▶ _Document text_
•••
You are viewing a plain text version of this content. The canonical link for it is here.
Posted to dev@carbondata.apache.org by ilegend <51...@qq.com> on 2018/02/02 03:30:24 UTC

Help, carbondata issues on spark

Hi guys 
We're testing carbondata for our project. The performance of the carbondata is better than parquet under the special rules, but there are some problems. Do you have any solutions for our issues. 
Hdfs 2.6, spark 2.1, carbondata 1.3
1.no multiple levels partitions , we need three levels partitions, like year,day,hour
2.spark needs import carbondata jar, we wouldn't modify the existing sql algorithm 
3.low stability, insert failure frequently 

Look forward to your reply.

发自我的 iPhone







Re: Help, carbondata issues on spark

Posted by Liang Chen <ch...@gmail.com>.
•••
▶ _Work instructions_
**A)** According to the carbondata thread, how many levels of partitions does the team need?
**B)** Reproduce everything in the carbondata thread from "You are viewing" down to "to your reply.".
The listing has no part in this work.
•••
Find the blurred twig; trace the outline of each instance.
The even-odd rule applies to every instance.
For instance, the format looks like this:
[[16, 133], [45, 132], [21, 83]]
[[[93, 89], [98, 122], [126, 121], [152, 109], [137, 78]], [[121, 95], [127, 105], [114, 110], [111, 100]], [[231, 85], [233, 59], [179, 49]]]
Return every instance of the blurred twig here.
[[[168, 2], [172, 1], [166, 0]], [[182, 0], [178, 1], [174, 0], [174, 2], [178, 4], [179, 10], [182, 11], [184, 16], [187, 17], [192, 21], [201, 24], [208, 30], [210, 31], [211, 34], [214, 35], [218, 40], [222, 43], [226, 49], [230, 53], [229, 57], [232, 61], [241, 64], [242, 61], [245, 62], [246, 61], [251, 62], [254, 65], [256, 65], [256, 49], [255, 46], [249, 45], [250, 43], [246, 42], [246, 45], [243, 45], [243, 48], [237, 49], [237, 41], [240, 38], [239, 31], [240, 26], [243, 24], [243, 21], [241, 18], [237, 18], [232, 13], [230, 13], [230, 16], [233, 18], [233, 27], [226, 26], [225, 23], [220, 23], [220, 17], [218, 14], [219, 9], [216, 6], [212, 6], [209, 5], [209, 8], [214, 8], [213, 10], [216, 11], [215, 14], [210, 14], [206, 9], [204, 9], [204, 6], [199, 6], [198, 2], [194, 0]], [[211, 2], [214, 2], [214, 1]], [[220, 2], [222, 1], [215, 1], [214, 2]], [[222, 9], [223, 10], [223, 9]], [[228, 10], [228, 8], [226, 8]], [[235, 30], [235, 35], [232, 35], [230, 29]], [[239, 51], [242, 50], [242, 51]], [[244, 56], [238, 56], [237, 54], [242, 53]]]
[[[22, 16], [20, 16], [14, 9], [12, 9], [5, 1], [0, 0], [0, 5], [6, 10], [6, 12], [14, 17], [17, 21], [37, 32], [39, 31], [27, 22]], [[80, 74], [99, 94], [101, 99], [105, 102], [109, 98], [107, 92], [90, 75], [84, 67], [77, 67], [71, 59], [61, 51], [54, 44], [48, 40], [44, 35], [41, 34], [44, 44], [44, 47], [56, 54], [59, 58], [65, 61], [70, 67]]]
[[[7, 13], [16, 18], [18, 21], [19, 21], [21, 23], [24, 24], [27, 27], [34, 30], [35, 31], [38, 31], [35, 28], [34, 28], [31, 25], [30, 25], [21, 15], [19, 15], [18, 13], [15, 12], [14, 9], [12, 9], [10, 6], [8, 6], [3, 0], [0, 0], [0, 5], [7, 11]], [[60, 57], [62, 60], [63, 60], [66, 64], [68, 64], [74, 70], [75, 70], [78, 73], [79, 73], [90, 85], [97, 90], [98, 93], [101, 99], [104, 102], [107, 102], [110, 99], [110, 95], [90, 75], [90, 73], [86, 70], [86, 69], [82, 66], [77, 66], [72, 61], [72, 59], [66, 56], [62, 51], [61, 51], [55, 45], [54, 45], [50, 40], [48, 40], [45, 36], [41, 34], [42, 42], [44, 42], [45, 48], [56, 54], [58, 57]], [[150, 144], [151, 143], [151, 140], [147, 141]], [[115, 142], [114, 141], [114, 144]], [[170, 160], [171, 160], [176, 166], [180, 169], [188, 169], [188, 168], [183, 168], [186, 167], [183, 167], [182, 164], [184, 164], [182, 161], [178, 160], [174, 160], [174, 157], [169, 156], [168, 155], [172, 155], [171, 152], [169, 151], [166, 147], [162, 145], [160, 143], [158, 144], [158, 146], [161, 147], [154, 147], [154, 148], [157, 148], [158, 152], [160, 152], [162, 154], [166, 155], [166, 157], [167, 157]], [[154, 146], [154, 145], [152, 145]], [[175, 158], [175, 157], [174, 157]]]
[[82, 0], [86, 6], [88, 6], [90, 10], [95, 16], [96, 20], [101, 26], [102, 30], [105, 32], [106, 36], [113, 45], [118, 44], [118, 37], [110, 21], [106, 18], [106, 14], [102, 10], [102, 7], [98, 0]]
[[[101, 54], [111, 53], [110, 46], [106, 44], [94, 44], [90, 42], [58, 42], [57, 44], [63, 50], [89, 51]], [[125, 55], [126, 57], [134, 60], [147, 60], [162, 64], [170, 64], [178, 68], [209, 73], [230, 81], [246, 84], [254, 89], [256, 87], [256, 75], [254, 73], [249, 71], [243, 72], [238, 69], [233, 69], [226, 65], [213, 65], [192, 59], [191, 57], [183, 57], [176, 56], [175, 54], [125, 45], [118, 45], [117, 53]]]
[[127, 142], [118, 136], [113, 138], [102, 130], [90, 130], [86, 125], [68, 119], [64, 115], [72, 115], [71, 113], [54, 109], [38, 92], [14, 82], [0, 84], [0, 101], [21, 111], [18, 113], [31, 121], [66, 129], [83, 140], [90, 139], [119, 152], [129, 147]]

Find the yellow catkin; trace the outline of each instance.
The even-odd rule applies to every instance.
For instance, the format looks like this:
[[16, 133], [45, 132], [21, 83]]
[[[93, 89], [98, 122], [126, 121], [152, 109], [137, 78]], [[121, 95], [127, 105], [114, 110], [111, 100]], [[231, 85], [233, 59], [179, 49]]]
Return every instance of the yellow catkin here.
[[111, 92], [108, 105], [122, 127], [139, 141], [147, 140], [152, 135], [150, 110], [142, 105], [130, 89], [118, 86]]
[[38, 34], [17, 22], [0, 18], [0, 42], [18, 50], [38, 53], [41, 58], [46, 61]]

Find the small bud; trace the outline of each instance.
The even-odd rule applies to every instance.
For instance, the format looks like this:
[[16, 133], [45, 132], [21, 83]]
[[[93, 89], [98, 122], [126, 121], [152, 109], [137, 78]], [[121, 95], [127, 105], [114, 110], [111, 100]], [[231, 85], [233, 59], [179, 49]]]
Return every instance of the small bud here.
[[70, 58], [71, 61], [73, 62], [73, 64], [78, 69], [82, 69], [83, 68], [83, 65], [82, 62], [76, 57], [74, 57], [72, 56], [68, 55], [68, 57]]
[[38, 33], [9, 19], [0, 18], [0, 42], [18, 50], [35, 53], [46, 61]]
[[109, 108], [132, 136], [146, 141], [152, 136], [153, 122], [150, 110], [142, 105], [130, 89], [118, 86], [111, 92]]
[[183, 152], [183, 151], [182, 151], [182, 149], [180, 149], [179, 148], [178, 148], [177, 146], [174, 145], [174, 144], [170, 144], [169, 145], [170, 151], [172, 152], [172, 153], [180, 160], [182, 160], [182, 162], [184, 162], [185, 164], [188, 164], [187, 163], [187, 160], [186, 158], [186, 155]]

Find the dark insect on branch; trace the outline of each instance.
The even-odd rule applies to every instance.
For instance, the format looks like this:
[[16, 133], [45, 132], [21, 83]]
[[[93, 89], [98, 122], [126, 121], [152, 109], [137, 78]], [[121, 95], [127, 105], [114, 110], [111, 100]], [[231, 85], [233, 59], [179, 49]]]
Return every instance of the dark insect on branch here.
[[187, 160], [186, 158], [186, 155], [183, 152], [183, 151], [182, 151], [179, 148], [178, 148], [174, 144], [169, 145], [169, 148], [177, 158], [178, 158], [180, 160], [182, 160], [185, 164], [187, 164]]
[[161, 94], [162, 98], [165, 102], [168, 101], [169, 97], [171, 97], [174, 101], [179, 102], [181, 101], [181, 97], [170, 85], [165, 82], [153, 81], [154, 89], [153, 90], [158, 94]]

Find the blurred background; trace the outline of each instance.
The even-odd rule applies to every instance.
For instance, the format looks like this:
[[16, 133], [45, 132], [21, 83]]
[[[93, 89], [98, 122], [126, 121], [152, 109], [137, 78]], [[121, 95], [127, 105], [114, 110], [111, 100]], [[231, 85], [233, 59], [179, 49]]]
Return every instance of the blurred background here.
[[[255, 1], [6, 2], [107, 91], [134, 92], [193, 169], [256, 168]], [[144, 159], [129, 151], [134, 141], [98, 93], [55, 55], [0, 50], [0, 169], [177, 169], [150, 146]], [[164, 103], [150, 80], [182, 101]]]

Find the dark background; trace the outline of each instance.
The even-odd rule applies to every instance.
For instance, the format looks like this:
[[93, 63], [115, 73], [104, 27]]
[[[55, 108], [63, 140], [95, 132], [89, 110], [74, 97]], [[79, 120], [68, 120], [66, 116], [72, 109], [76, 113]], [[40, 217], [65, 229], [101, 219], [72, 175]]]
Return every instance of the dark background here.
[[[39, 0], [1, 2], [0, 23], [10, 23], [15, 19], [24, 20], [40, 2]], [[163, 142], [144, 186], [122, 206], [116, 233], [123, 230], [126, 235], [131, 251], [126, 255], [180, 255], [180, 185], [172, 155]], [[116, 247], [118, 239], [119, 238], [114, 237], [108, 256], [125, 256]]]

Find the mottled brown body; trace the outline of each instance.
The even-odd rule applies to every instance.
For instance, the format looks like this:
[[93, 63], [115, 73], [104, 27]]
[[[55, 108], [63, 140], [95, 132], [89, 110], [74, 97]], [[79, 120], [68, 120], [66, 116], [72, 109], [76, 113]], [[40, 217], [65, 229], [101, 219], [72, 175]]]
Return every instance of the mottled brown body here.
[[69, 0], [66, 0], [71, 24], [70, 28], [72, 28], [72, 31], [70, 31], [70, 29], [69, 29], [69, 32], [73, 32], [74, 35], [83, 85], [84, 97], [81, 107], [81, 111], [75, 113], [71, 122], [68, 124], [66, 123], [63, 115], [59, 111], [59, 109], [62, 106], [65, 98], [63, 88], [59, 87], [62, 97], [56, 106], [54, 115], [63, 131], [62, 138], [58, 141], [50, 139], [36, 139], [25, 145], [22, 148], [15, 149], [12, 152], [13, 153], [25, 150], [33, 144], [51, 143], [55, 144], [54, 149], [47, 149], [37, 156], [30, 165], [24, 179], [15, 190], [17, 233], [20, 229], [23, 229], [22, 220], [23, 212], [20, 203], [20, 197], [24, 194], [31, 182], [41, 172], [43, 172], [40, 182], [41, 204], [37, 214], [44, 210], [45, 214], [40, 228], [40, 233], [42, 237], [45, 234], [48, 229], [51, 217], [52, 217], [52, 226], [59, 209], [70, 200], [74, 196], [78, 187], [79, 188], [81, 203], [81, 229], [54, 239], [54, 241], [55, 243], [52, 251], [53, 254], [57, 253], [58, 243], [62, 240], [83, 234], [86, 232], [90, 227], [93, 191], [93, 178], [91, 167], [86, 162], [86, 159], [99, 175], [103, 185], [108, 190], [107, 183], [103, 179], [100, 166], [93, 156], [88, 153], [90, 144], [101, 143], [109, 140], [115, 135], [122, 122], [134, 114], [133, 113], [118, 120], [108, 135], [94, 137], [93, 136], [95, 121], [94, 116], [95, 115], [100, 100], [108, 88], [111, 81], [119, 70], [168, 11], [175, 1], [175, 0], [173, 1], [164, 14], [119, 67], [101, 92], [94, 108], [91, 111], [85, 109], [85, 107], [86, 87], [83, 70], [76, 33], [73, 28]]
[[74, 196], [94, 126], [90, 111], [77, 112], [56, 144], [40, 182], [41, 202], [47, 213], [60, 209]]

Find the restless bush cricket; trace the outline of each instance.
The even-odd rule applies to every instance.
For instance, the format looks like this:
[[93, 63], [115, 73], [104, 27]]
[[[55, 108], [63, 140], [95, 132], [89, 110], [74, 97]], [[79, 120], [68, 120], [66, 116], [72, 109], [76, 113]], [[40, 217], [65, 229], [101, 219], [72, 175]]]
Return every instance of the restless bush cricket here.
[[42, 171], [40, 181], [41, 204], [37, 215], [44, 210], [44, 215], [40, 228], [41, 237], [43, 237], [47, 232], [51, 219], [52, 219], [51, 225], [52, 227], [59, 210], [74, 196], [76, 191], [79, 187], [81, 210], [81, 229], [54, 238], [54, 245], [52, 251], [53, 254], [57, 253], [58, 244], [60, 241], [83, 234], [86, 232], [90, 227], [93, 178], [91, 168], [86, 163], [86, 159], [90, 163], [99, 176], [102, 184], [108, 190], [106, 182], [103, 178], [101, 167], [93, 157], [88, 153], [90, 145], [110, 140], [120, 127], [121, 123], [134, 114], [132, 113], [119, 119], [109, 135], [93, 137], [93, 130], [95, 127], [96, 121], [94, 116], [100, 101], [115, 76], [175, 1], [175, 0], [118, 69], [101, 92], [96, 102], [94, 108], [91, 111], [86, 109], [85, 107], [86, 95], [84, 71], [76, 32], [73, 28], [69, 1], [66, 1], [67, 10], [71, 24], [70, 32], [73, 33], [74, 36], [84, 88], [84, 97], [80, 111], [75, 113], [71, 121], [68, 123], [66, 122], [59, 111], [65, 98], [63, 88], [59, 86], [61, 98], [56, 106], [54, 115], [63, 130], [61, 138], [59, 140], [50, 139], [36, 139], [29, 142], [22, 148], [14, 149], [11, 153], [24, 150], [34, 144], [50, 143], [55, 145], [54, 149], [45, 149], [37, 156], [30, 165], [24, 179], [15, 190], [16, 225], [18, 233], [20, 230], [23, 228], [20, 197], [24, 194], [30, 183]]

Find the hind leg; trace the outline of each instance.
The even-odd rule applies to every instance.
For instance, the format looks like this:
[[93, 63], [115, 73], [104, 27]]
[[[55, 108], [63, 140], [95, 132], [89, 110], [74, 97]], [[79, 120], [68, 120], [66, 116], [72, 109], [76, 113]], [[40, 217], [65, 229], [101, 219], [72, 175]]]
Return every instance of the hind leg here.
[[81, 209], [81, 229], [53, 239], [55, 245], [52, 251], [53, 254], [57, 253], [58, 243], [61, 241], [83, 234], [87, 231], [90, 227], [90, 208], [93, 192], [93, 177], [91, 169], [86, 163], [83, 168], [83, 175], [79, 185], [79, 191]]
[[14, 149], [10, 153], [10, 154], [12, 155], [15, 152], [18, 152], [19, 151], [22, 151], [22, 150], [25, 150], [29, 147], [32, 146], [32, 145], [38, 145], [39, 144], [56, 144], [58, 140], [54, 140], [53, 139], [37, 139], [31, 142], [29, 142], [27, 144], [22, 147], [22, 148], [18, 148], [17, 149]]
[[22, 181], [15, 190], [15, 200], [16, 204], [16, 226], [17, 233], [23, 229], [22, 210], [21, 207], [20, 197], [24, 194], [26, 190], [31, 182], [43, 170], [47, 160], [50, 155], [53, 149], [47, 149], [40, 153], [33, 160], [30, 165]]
•••
▶ _Exercise answers_
**A)** Three levels: year, day, and hour.

**B)**
You are viewing a plain text version of this content. The canonical link for it is here.
Posted to dev@carbondata.apache.org by ilegend <51...@qq.com> on 2018/02/02 03:30:24 UTC

Help, carbondata issues on spark

Hi guys 
We're testing carbondata for our project. The performance of the carbondata is better than parquet under the special rules, but there are some problems. Do you have any solutions for our issues. 
Hdfs 2.6, spark 2.1, carbondata 1.3
1.no multiple levels partitions , we need three levels partitions, like year,day,hour
2.spark needs import carbondata jar, we wouldn't modify the existing sql algorithm 
3.low stability, insert failure frequently 

Look forward to your reply.